[BEGIN Recorded data]
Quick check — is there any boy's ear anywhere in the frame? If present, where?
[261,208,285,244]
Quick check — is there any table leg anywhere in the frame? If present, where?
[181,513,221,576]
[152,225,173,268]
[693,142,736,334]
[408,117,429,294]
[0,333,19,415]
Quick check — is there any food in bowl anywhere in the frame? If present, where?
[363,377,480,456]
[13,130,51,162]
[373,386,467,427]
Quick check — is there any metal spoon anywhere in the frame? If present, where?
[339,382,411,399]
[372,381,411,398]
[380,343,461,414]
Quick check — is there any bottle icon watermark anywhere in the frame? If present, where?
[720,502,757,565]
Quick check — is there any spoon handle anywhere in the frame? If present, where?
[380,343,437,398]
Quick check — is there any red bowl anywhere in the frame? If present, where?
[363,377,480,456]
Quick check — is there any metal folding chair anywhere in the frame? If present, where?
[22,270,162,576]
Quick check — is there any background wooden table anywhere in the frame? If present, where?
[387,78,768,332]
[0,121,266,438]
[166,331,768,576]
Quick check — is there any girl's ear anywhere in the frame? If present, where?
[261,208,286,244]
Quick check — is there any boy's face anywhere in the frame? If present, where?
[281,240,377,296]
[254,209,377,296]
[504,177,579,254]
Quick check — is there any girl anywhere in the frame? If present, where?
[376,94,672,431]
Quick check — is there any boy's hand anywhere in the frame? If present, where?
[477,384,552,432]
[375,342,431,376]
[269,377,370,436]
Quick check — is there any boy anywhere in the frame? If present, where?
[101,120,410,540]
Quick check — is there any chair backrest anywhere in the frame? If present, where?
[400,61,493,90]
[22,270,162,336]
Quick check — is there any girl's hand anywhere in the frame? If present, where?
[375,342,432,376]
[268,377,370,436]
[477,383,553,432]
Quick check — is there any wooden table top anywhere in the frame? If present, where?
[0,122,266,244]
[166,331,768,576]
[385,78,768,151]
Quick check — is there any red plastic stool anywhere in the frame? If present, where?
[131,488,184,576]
[END Recorded data]
Instructions to follow: Starting with the first line above and going on through the line with "[373,386,467,427]", write out every line again, requests included, but multiply each box coordinate in the answers by 1.65 and round it to a whole number, with halves rounding up.

Finished exercise:
Quick check — is there any boy's ear anywhere in the frame? If present, where?
[431,343,470,403]
Quick check — is there any table leg anywhere in the frame? If present, where?
[299,846,365,950]
[251,371,285,442]
[1143,234,1214,551]
[673,193,708,485]
[0,549,31,685]
Quick check — is there any food in bowl anywhere in the frame? If present, where?
[599,622,792,752]
[21,215,84,267]
[615,637,771,705]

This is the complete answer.